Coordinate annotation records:
################

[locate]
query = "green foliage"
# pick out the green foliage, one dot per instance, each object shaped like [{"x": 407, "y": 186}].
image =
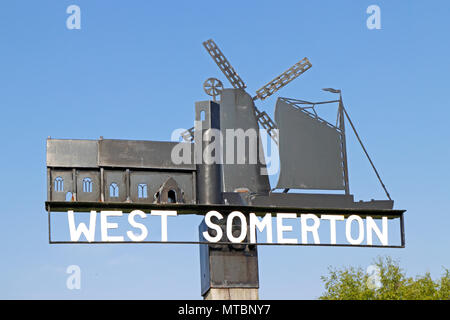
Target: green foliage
[{"x": 389, "y": 283}]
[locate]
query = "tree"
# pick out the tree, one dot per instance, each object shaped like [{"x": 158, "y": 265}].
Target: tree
[{"x": 388, "y": 282}]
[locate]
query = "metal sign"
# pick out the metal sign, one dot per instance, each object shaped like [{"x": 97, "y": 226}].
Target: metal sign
[{"x": 219, "y": 171}]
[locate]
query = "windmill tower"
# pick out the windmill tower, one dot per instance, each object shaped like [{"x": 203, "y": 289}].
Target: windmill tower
[{"x": 239, "y": 112}]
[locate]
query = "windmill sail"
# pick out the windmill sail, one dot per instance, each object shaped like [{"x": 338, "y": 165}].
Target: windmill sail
[{"x": 311, "y": 155}]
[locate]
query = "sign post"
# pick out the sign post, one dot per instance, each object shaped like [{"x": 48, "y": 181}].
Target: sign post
[{"x": 220, "y": 172}]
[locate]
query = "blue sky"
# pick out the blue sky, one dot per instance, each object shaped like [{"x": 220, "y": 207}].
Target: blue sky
[{"x": 134, "y": 71}]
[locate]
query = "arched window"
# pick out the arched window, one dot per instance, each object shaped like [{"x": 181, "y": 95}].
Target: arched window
[
  {"x": 142, "y": 190},
  {"x": 87, "y": 184},
  {"x": 113, "y": 190},
  {"x": 172, "y": 196},
  {"x": 59, "y": 184}
]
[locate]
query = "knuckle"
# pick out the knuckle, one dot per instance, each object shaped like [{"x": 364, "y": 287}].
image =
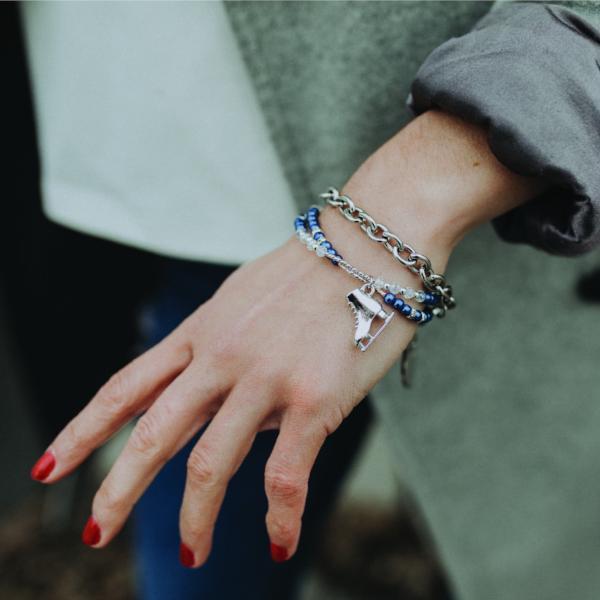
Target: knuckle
[
  {"x": 283, "y": 486},
  {"x": 112, "y": 395},
  {"x": 200, "y": 469},
  {"x": 144, "y": 438},
  {"x": 109, "y": 500},
  {"x": 74, "y": 438}
]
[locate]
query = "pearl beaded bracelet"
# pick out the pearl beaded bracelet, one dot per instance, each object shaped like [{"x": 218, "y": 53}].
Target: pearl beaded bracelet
[
  {"x": 317, "y": 241},
  {"x": 435, "y": 300}
]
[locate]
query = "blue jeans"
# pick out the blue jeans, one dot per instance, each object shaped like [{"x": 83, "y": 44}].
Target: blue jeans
[{"x": 239, "y": 566}]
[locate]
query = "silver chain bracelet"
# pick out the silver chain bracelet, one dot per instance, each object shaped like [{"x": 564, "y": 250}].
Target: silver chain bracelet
[{"x": 417, "y": 263}]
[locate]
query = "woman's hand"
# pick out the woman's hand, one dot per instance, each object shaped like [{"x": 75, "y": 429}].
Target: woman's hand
[{"x": 273, "y": 348}]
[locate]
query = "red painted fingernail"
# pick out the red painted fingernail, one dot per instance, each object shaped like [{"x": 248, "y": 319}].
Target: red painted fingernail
[
  {"x": 278, "y": 553},
  {"x": 43, "y": 467},
  {"x": 91, "y": 532},
  {"x": 186, "y": 556}
]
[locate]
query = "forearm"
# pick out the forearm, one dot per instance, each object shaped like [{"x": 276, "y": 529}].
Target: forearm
[{"x": 431, "y": 183}]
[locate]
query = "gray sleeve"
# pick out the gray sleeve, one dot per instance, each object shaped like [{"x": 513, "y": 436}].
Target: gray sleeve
[{"x": 530, "y": 74}]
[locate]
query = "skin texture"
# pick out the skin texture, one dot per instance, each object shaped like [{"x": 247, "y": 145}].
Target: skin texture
[{"x": 273, "y": 347}]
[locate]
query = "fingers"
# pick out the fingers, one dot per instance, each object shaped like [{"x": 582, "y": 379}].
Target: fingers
[
  {"x": 162, "y": 431},
  {"x": 286, "y": 482},
  {"x": 212, "y": 463},
  {"x": 125, "y": 394}
]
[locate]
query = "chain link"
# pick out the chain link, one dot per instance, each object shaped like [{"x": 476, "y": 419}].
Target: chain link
[{"x": 417, "y": 263}]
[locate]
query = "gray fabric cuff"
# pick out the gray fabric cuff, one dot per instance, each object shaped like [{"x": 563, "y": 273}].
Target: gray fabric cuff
[{"x": 530, "y": 74}]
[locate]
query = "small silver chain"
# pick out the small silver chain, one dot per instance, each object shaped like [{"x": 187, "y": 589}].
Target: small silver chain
[{"x": 417, "y": 263}]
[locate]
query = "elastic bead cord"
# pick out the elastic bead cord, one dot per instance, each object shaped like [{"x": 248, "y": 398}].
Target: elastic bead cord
[{"x": 317, "y": 241}]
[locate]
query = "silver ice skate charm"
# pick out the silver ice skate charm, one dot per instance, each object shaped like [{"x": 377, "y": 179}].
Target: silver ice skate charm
[{"x": 366, "y": 309}]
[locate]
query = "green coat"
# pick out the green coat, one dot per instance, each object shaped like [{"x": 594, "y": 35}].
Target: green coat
[{"x": 499, "y": 437}]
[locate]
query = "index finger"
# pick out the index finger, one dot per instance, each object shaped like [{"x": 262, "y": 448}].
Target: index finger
[{"x": 124, "y": 395}]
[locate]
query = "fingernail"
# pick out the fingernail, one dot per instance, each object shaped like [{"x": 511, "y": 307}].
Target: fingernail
[
  {"x": 43, "y": 467},
  {"x": 91, "y": 532},
  {"x": 278, "y": 553},
  {"x": 186, "y": 556}
]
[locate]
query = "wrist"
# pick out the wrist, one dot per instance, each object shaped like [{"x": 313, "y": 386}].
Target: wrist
[{"x": 436, "y": 180}]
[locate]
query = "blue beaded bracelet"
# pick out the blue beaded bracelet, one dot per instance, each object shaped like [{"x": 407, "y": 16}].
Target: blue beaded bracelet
[{"x": 317, "y": 241}]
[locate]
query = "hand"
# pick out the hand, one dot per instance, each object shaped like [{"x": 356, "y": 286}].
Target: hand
[{"x": 273, "y": 347}]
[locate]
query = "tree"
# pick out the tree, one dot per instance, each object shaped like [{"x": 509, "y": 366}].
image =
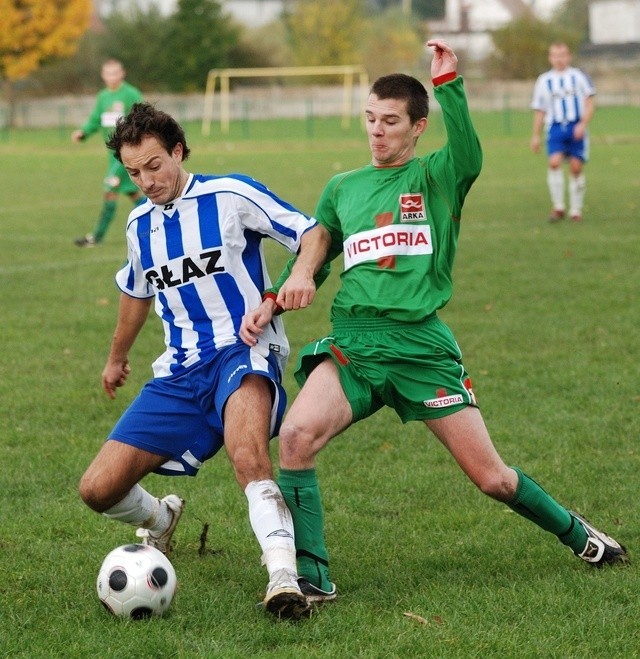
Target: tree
[
  {"x": 394, "y": 42},
  {"x": 324, "y": 33},
  {"x": 573, "y": 16},
  {"x": 522, "y": 46},
  {"x": 138, "y": 38},
  {"x": 34, "y": 31},
  {"x": 201, "y": 37}
]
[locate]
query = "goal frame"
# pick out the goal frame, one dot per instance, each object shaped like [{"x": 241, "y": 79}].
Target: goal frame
[{"x": 348, "y": 72}]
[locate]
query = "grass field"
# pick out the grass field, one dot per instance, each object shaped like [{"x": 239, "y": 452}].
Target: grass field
[{"x": 547, "y": 317}]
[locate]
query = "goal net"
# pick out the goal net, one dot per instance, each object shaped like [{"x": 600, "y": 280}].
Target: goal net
[{"x": 350, "y": 75}]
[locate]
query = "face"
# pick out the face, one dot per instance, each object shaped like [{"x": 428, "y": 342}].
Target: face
[
  {"x": 392, "y": 136},
  {"x": 112, "y": 74},
  {"x": 158, "y": 174},
  {"x": 559, "y": 57}
]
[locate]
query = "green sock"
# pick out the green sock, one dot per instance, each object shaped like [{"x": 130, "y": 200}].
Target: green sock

################

### Written exercise
Make an exact copy of the records shown above, without the pictures.

### Exercise output
[locate]
query = "green foliage"
# pick out the green foliage, one dot per instance, each object shaped like [{"x": 407, "y": 186}].
image =
Target: green foliage
[{"x": 389, "y": 283}]
[locate]
query = "tree"
# pick out the tree, one dot per instance, each object shaped like [{"x": 158, "y": 265}].
Target: tree
[{"x": 388, "y": 282}]
[locate]
query = "metal sign"
# pick out the metal sign, one dot per instance, each object shaped like [{"x": 97, "y": 226}].
Target: metal sign
[{"x": 219, "y": 171}]
[locate]
query = "windmill tower"
# pick out the windmill tower, one dot per instance, each object shaped like [{"x": 203, "y": 289}].
Target: windmill tower
[{"x": 239, "y": 112}]
[locate]
query = "windmill sail"
# pick out the windmill sail, one dot per instance, each object shaped like [{"x": 338, "y": 165}].
Target: windmill sail
[{"x": 311, "y": 155}]
[locate]
query = "sign post"
# pick out the sign post, one dot per instance, each object shaped like [{"x": 48, "y": 181}].
Target: sign post
[{"x": 220, "y": 172}]
[locate]
query = "blue sky"
# pick out the blue sky, one dot per instance, each object shaped like [{"x": 220, "y": 207}].
Target: blue sky
[{"x": 134, "y": 71}]
[locate]
query = "arched window"
# pick out the arched window, one dot per instance, each object shaped like [{"x": 181, "y": 95}].
Target: arched window
[
  {"x": 142, "y": 190},
  {"x": 87, "y": 184},
  {"x": 113, "y": 190},
  {"x": 172, "y": 196},
  {"x": 59, "y": 184}
]
[locate]
query = "knuckle"
# pick out the knuckle, one dot per instance, each object shaped like [{"x": 364, "y": 287}].
image =
Target: knuckle
[
  {"x": 283, "y": 486},
  {"x": 112, "y": 395},
  {"x": 200, "y": 469},
  {"x": 144, "y": 438},
  {"x": 109, "y": 500},
  {"x": 74, "y": 438}
]
[locate]
query = "pearl beaded bracelet"
# pick out the pearl beaded bracelet, one dot per instance, each object shaped like [{"x": 218, "y": 53}].
Target: pearl beaded bracelet
[
  {"x": 317, "y": 241},
  {"x": 435, "y": 300}
]
[locate]
query = "blue jeans"
# pick out the blue jeans, one dot per instance, each object shaped like [{"x": 83, "y": 44}].
Target: blue jeans
[{"x": 239, "y": 566}]
[locate]
query = "silver chain bracelet"
# pick out the silver chain bracelet, one dot per instance, each object shaped like [{"x": 564, "y": 250}].
Target: silver chain bracelet
[{"x": 417, "y": 263}]
[locate]
query = "woman's hand"
# pick out the woman's hand, one dot per instance, each object shaped like [{"x": 75, "y": 429}].
Target: woman's hand
[{"x": 273, "y": 348}]
[locate]
query = "red painted fingernail"
# pick out the red painted fingernail, one dot per instance, each object shaped like [{"x": 248, "y": 319}].
Target: red painted fingernail
[
  {"x": 278, "y": 553},
  {"x": 43, "y": 467},
  {"x": 91, "y": 532},
  {"x": 186, "y": 556}
]
[locate]
query = "forearm"
# pick out the forearm, one dot per instance, each object shaped like [{"x": 276, "y": 529}].
Target: forearm
[{"x": 431, "y": 183}]
[locate]
query = "gray sleeve"
# pick out the gray sleeve, one dot per instance, each object shaped like [{"x": 513, "y": 436}].
Target: gray sleeve
[{"x": 530, "y": 74}]
[locate]
query = "skin texture"
# pick out the skin texture, one dot per instance, each object shaped like [{"x": 247, "y": 145}].
Target: skin texture
[{"x": 273, "y": 347}]
[locate]
query = "fingers"
# pick out the fingers, one dot per instance, each object shaped like [{"x": 582, "y": 379}].
Target: fingers
[
  {"x": 162, "y": 431},
  {"x": 286, "y": 482},
  {"x": 212, "y": 463},
  {"x": 125, "y": 394}
]
[locate]
query = "chain link"
# pick out the chain link, one dot per instance, each object shaped like [{"x": 476, "y": 419}].
Target: chain link
[{"x": 417, "y": 263}]
[locate]
query = "gray fabric cuff"
# pick out the gray fabric cuff, one dot per instance, each object shaped like [{"x": 563, "y": 273}].
Target: gray fabric cuff
[{"x": 530, "y": 74}]
[locate]
query = "small silver chain"
# pick out the small silver chain, one dot per instance, each object shaped like [{"x": 187, "y": 589}].
Target: small silver chain
[{"x": 417, "y": 263}]
[locate]
query = "elastic bead cord"
# pick out the elastic bead cord, one dot per instance, each object shaped like [{"x": 248, "y": 398}].
Target: elastic bead cord
[{"x": 317, "y": 241}]
[locate]
query = "silver ice skate charm"
# pick out the silver ice skate charm, one dot per instance, each object shaped like [{"x": 377, "y": 179}].
Target: silver ice skate charm
[{"x": 366, "y": 309}]
[locate]
query = "green coat"
# pick out the green coat, one dot per instance, each object shaped like [{"x": 594, "y": 35}].
Target: green coat
[{"x": 499, "y": 437}]
[locate]
query = "index finger"
# pick out the index finger, one dot per instance, each object shaped like [{"x": 262, "y": 448}].
Target: index finger
[{"x": 124, "y": 395}]
[locate]
query = "fingernail"
# pick out the fingernail, one dot per instance, each object shaped like [{"x": 511, "y": 307}].
Target: fingernail
[
  {"x": 43, "y": 467},
  {"x": 91, "y": 532},
  {"x": 278, "y": 553},
  {"x": 186, "y": 556}
]
[locate]
query = "wrist"
# pick out the wrist, one dot per instance, each object shaped like [{"x": 313, "y": 386}].
Target: wrist
[{"x": 436, "y": 180}]
[locate]
query = "blue beaded bracelet"
# pick out the blue beaded bracelet, one dot per instance, each object shaped like [{"x": 407, "y": 16}].
Target: blue beaded bracelet
[{"x": 317, "y": 241}]
[locate]
query = "hand"
# pick out the hand, one dot per instance, each object shaped like [{"x": 356, "y": 286}].
Target: hand
[{"x": 273, "y": 347}]
[locate]
query = "tree"
# pick out the tree, one dot per instance, each object shaped like [{"x": 509, "y": 366}].
image =
Target: tree
[
  {"x": 394, "y": 42},
  {"x": 324, "y": 33},
  {"x": 573, "y": 16},
  {"x": 522, "y": 46},
  {"x": 138, "y": 38},
  {"x": 34, "y": 31},
  {"x": 201, "y": 37}
]
[locate]
query = "goal frame"
# pick out the goal frame, one dot per instance, each object shaped like [{"x": 241, "y": 79}].
Target: goal frame
[{"x": 348, "y": 72}]
[locate]
query = "grass field"
# pick out the grass field, one dot per instance, each object shaped like [{"x": 239, "y": 452}].
Target: grass field
[{"x": 547, "y": 317}]
[locate]
query = "goal net"
# pick out the goal net, one dot per instance, each object shaped like [{"x": 600, "y": 280}].
Target: goal net
[{"x": 350, "y": 75}]
[locate]
query = "face"
# pick out the face, one dot per instance, each object shaped like [{"x": 428, "y": 342}].
Target: face
[
  {"x": 392, "y": 136},
  {"x": 112, "y": 74},
  {"x": 158, "y": 174},
  {"x": 559, "y": 57}
]
[locate]
query = "green sock"
# pick out the green sock, one dot per instance, each object shaped like [{"x": 130, "y": 200}].
Target: green sock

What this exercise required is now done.